EXERCISE DIRECTIONS -
In the records below, swap every "bounding box" for "enclosing rectangle" and write them out again with nothing else changed. Leave the pictures out of your answer.

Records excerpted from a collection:
>> BEGIN

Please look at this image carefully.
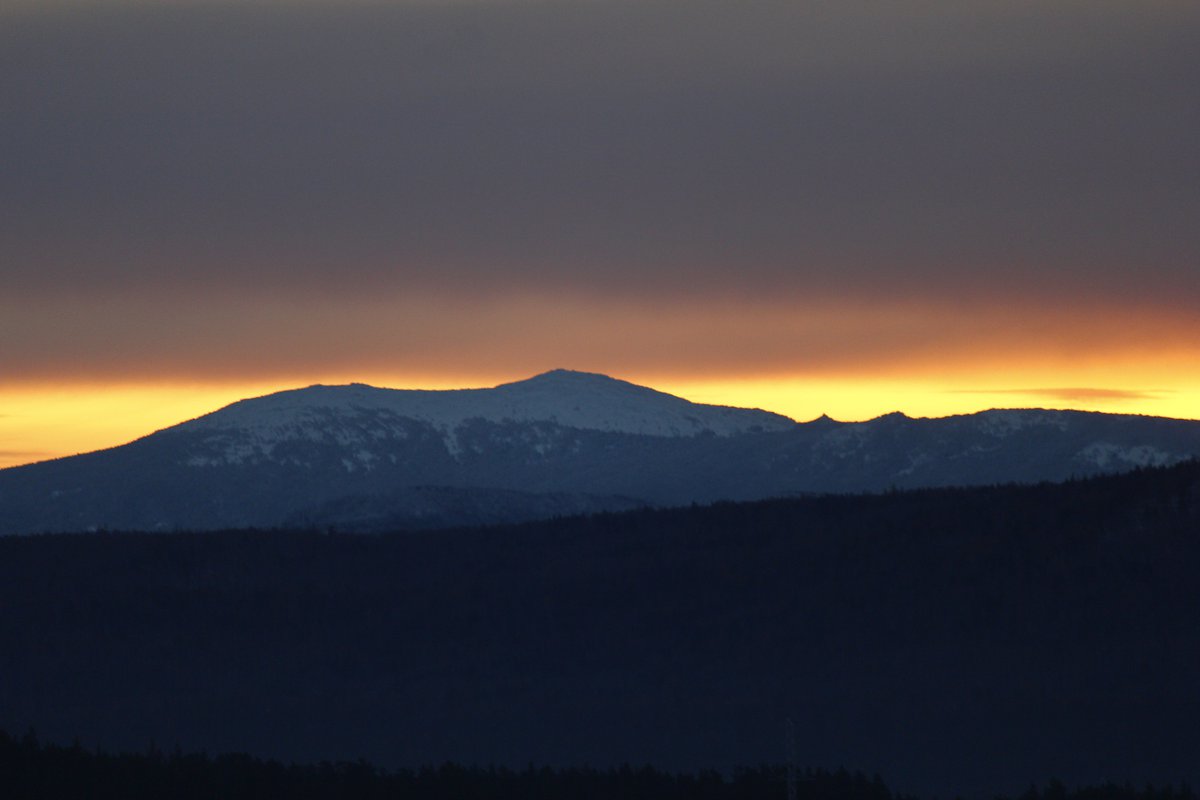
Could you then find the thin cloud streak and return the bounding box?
[0,293,1200,381]
[952,387,1172,402]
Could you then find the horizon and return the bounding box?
[0,367,1200,469]
[0,0,1200,467]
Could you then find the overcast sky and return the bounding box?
[0,0,1200,390]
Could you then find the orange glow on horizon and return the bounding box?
[0,354,1200,468]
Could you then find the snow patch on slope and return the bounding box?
[179,369,797,470]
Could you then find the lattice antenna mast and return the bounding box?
[784,717,796,800]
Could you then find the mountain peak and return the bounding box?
[186,369,796,447]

>> END

ANSWER TO THIS PROBLEM -
Please look at this image carefully.
Could you then find the thin cloud streak and return the enclosing rectangle?
[0,293,1200,381]
[952,387,1172,402]
Could you then find the horizon and return the enclosing rectangle?
[0,367,1200,469]
[0,0,1200,467]
Could you then find the overcast sky and return the enclosing rectangle?
[0,0,1200,390]
Could you then find the orange glow on horizon and return the enclosing rectangle?
[0,354,1200,468]
Could you then find the snow patch on slope and return the enclosing rectangle?
[179,369,797,470]
Could you then find the lattice antenna mast and return the enclosing rectangle?
[784,717,796,800]
Could you then find the mountain peak and return the enclosing rectangle?
[186,369,796,447]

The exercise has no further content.